━━━ Excerpted text
BE IT ENACTED BY THE LEGISLATURE OF THE STATE OF MINNESOTA:

Section 1.

Minnesota Statutes 2004, section 11A.18,
subdivision 9, is amended to read:


Subd. 9.

Calculation of postretirement adjustment.

(a)
Annually, following June 30, the state board shall use the
procedures in paragraphs (b), (c), and (d) to determine whether
a postretirement adjustment is payable and to determine the
amount of any postretirement adjustment.

(b) If the Consumer Price Index for urban wage earners and
clerical workers all items index published by the Bureau of
Labor Statistics of the United States Department of Labor
increases from June 30 of the preceding year to June 30 of the
current year, the state board shall certify the percentage
increase. The amount certified must not exceed the lesser of
the difference between the preretirement interest assumption and
postretirement interest assumption in section 356.215,
subdivision 8, paragraph (a), or 2.5 percent. For the
Minneapolis Employees Retirement Fund, the amount certified must
not exceed 3.5 percent.

(c) In addition to any percentage increase certified under
paragraph (b), the board shall use the following procedures to
determine if a postretirement adjustment is payable under this
paragraph:

(1) The state board shall determine the market value of the
fund on June 30 of that year;

(2) The amount of reserves required for the annuity or
benefit payable to an annuitant and benefit recipient of the
participating public pension plans or funds must be determined
by the commission-retained actuary as of the current June 30.
━━━━━━
━━━ Records provided
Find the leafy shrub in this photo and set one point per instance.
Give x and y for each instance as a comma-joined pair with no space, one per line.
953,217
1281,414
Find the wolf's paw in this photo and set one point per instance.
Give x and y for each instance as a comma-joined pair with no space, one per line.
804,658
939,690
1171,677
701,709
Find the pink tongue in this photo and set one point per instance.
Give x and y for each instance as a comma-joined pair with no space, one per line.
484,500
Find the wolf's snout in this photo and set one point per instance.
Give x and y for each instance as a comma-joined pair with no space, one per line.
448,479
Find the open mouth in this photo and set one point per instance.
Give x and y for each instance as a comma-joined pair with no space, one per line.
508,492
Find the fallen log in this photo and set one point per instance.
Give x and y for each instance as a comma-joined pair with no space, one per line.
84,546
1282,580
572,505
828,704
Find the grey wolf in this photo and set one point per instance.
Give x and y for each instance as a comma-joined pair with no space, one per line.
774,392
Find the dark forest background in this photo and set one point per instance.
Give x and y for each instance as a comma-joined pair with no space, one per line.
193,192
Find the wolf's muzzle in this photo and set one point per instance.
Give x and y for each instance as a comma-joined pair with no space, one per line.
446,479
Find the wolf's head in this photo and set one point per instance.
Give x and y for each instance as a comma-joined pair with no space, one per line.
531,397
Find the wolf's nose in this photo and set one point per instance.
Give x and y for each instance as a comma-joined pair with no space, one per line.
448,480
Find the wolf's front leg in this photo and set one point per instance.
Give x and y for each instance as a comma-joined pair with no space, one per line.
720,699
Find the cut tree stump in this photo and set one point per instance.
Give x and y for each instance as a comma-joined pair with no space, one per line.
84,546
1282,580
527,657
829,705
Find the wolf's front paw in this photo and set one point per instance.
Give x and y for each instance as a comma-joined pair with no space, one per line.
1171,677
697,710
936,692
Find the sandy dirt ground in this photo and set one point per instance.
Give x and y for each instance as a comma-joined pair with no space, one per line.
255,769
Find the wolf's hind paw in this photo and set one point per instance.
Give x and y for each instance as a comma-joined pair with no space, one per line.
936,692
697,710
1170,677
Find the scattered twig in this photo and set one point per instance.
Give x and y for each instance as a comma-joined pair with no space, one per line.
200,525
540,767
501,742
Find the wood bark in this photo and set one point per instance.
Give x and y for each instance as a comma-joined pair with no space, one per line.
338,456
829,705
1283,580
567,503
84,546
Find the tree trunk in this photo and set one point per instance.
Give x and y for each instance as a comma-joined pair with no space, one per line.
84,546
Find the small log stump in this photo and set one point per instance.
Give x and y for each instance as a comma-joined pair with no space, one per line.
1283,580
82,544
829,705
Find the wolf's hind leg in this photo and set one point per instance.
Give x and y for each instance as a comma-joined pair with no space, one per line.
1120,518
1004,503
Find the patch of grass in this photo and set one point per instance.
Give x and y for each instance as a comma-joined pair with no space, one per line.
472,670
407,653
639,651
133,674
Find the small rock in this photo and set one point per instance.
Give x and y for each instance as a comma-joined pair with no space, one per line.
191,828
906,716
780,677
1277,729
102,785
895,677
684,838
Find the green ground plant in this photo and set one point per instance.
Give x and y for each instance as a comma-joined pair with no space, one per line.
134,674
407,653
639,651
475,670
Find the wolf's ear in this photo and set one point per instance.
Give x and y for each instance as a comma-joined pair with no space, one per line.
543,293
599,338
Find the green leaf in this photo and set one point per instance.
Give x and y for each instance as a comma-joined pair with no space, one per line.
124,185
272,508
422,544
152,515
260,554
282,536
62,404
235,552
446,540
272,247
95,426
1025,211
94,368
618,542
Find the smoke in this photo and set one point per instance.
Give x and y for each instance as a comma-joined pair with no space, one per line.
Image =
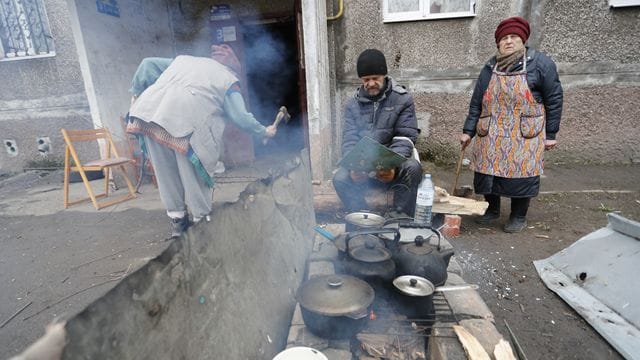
271,68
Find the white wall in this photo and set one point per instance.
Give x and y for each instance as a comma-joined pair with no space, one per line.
110,49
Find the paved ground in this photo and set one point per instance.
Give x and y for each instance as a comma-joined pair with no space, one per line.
58,261
574,202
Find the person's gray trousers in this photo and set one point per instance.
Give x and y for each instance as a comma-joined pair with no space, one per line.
178,181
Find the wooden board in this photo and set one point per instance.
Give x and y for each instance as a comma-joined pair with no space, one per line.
471,345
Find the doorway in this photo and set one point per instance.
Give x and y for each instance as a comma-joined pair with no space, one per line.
272,71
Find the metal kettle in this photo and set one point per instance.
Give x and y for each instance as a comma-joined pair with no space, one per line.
420,258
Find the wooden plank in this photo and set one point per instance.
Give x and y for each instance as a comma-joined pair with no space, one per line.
503,351
471,345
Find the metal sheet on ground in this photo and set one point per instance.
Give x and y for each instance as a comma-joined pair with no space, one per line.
593,276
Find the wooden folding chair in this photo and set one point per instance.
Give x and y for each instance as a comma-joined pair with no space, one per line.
112,160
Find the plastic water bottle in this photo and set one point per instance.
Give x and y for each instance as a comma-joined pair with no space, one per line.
424,202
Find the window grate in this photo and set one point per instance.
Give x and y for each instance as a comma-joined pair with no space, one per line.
24,30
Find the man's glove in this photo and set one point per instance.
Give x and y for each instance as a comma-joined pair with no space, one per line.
386,175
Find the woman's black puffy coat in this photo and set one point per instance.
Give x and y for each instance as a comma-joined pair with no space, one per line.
544,84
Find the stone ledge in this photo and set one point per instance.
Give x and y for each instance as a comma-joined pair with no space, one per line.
299,335
466,302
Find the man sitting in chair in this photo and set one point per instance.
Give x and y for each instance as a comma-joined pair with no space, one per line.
384,111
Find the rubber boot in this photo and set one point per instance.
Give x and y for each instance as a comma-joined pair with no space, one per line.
179,226
518,217
493,211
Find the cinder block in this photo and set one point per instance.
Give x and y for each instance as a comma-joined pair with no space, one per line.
443,343
466,301
297,316
485,331
319,268
299,335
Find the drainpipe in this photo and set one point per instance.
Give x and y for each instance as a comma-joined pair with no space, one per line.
340,12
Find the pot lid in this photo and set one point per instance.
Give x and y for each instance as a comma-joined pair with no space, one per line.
300,353
370,252
408,235
414,285
420,246
355,241
335,295
364,219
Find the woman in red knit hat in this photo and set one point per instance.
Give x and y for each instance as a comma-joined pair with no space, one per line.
514,114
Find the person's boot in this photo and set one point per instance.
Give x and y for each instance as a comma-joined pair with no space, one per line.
179,226
518,217
515,224
493,211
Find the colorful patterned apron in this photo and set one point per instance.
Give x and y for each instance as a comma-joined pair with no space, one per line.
510,131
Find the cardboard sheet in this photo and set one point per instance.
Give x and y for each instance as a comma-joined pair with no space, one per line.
369,155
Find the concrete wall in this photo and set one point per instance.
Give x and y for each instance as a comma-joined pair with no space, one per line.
40,96
595,47
224,291
191,20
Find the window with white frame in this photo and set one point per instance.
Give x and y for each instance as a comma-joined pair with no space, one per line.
408,10
24,30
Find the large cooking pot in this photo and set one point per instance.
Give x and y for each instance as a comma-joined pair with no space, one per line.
420,258
362,221
415,295
335,306
367,256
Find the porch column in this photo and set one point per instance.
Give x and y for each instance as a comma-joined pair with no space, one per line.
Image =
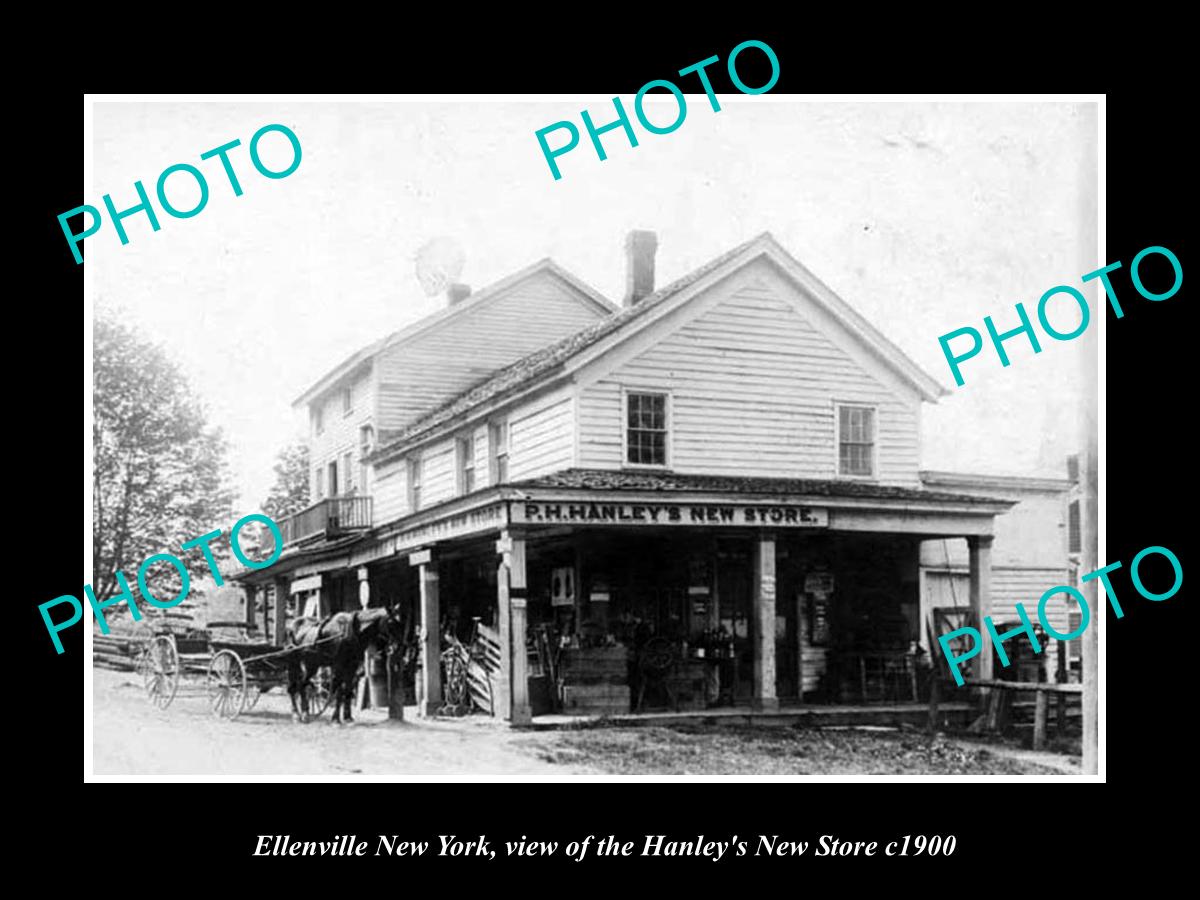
763,564
511,593
431,624
979,550
251,591
282,592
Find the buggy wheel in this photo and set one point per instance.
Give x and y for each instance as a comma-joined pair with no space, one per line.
227,684
319,691
159,667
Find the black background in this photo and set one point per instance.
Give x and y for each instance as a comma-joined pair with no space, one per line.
1026,834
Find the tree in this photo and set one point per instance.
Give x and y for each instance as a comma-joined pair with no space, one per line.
289,495
160,475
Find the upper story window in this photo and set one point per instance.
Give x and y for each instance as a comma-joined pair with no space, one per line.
856,441
646,429
466,465
414,484
499,457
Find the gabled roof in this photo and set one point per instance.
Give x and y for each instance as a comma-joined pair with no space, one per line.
450,313
543,365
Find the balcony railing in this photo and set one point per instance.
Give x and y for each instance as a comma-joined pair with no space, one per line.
330,517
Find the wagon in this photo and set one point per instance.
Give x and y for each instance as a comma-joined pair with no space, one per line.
235,673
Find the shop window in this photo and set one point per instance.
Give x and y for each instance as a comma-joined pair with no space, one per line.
414,484
466,465
499,459
646,429
856,441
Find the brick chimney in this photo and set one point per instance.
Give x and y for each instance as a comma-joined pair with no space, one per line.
640,249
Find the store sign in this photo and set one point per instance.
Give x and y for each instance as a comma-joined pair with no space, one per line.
669,514
479,520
━━━━━━
**Your instructions**
Please rewrite the statute amendment starting with "Annually, following June" and going on through "any postretirement adjustment.", replacing "state board" with "investment board".

**Right answer**
Annually, following June 30, the investment board shall use the
procedures in paragraphs (b), (c), and (d) to determine whether
a postretirement adjustment is payable and to determine the
amount of any postretirement adjustment.